What to work on:
Reproduce every one of the lines below word for word, with nothing added, dropped, or changed.

Data records:
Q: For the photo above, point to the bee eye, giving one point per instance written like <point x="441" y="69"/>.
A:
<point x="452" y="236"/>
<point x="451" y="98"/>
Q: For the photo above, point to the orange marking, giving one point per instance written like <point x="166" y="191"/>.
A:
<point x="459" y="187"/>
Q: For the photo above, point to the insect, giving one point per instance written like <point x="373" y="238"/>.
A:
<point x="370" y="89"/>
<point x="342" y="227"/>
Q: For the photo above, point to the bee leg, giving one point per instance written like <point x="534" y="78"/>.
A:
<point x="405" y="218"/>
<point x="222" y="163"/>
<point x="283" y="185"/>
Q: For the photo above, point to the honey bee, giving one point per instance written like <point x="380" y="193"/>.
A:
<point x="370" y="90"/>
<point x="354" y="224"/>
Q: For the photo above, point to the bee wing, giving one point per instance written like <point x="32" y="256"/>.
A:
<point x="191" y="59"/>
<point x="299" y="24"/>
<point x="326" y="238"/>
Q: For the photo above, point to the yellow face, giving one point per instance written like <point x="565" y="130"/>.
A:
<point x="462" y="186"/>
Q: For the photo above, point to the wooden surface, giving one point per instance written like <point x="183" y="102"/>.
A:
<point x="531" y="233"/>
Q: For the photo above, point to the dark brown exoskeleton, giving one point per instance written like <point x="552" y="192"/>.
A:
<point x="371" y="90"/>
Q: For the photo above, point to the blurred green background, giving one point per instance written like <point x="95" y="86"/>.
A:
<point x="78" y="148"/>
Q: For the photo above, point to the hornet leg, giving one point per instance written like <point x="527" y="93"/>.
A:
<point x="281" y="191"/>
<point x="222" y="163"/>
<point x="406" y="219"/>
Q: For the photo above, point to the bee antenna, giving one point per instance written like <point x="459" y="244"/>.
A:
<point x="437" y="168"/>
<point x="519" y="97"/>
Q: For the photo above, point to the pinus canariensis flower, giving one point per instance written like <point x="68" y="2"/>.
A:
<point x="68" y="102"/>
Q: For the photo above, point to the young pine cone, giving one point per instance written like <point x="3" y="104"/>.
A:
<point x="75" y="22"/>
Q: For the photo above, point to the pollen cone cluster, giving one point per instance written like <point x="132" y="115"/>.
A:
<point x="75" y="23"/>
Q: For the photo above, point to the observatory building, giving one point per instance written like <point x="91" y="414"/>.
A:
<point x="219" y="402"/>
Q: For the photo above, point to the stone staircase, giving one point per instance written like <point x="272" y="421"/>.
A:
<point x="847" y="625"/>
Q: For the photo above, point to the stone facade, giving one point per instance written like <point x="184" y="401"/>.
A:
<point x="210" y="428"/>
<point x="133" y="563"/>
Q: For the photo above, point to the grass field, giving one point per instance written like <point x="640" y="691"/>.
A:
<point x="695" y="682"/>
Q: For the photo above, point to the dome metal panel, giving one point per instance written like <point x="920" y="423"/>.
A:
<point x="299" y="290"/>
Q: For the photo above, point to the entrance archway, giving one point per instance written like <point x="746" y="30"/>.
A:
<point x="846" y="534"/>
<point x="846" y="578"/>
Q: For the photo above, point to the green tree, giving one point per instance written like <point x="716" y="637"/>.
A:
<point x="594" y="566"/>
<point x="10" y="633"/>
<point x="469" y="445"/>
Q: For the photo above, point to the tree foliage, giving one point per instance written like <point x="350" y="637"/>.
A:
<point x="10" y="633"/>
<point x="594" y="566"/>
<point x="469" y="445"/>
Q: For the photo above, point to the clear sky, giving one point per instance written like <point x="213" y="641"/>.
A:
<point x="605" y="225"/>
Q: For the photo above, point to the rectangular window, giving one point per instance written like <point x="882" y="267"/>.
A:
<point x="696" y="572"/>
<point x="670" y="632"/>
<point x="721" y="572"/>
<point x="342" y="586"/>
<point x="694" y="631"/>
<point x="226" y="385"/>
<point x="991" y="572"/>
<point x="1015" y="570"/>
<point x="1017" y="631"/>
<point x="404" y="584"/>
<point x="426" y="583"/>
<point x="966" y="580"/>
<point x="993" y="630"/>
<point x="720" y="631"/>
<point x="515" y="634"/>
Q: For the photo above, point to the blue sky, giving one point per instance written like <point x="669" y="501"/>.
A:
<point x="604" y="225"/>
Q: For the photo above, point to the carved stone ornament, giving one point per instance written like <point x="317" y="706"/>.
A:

Result below:
Q: For the photo above, point to the bee eye, giving one point per instance written like <point x="441" y="69"/>.
A:
<point x="452" y="236"/>
<point x="451" y="98"/>
Q: For the photo above, point to the orange marking, giving one point per instance written like <point x="166" y="191"/>.
A:
<point x="459" y="187"/>
Q: For the photo above, point to the insect, giving one point per instance written like <point x="373" y="238"/>.
A:
<point x="370" y="89"/>
<point x="342" y="227"/>
Q: For the photo above, point to the bee leg, giving one point per instance written like <point x="534" y="78"/>.
A:
<point x="405" y="218"/>
<point x="222" y="163"/>
<point x="283" y="185"/>
Q: For the photo above, point to the honey bee, giving one point per instance written like <point x="380" y="193"/>.
A:
<point x="370" y="90"/>
<point x="354" y="224"/>
Q: For the photo above, point to the bee wing, giving one point per instance written like <point x="32" y="256"/>.
A:
<point x="191" y="59"/>
<point x="299" y="24"/>
<point x="326" y="238"/>
Q: For the photo above, point to the yellow face, giving one point per instance written like <point x="565" y="130"/>.
A:
<point x="462" y="186"/>
Q: For the photo above, point to the wooden surface, giving one point per instance written like <point x="183" y="102"/>.
A:
<point x="531" y="233"/>
Q: For the photo above, point to the dark brown exoskeleton, giving one point per instance written like <point x="552" y="192"/>.
A:
<point x="371" y="90"/>
Q: For the photo above, point to the blurred green background, giving one point per instance written like <point x="95" y="86"/>.
A:
<point x="78" y="148"/>
Q: For the photo above, point to the hornet leg, giving one point per instance written like <point x="527" y="93"/>.
A:
<point x="281" y="191"/>
<point x="222" y="163"/>
<point x="406" y="219"/>
Q: For the photo above, point to the bee antenna, giving one point per instance written like <point x="459" y="244"/>.
A:
<point x="437" y="168"/>
<point x="519" y="97"/>
Q: For the photo above, point to the pinus canariensis flower, giving one point per instance written like <point x="68" y="2"/>.
A:
<point x="68" y="102"/>
Q: For the photo above, point to the young pine cone, giving one point per instance written like <point x="3" y="104"/>.
A:
<point x="75" y="22"/>
Q: For the photo above, point to the pollen cone cluster, giving one point per instance written like <point x="132" y="115"/>.
A:
<point x="75" y="23"/>
Q: For the photo above, point to the observatory building, giving one point per instance written like <point x="91" y="414"/>.
A:
<point x="219" y="402"/>
Q: For the photo above, point to the stone staircase, giving one point per instance written like <point x="272" y="421"/>.
A:
<point x="847" y="625"/>
Q: For the photo above, point to the stone facade, giving one point per instance written like <point x="184" y="401"/>.
A:
<point x="210" y="428"/>
<point x="133" y="563"/>
Q: For the photo above, point to the grass field, giving one point per instance written like <point x="640" y="691"/>.
A:
<point x="695" y="682"/>
Q: For the photo above, point to the dome metal panel, giving one point per instance written like <point x="920" y="423"/>.
A:
<point x="299" y="290"/>
Q: For the photo above, point to the entrance archway, giving one point per instance written like <point x="746" y="30"/>.
A:
<point x="846" y="534"/>
<point x="846" y="578"/>
Q: For the photo above, point to the green tree, giving one point per instance written like <point x="716" y="637"/>.
A:
<point x="594" y="566"/>
<point x="10" y="633"/>
<point x="469" y="445"/>
Q: For the photo above, point to the tree foliage, giving one point per instance written like <point x="350" y="637"/>.
A:
<point x="10" y="633"/>
<point x="594" y="566"/>
<point x="469" y="445"/>
Q: For the photo above, point to the clear sky, giving one point per instance written like <point x="213" y="641"/>.
A:
<point x="605" y="225"/>
Q: For the photo above, point to the rectangular window, giving one point per instance written like <point x="882" y="267"/>.
A:
<point x="696" y="572"/>
<point x="670" y="632"/>
<point x="721" y="572"/>
<point x="342" y="586"/>
<point x="694" y="631"/>
<point x="226" y="385"/>
<point x="991" y="572"/>
<point x="1015" y="570"/>
<point x="1017" y="631"/>
<point x="404" y="584"/>
<point x="426" y="583"/>
<point x="966" y="580"/>
<point x="993" y="630"/>
<point x="720" y="631"/>
<point x="515" y="634"/>
Q: For the photo above, point to the blue sky, giving one point per instance written like <point x="669" y="501"/>.
A:
<point x="604" y="225"/>
Q: For the photo above, point to the carved stone ornament, giving one point per instance written like <point x="317" y="706"/>.
A:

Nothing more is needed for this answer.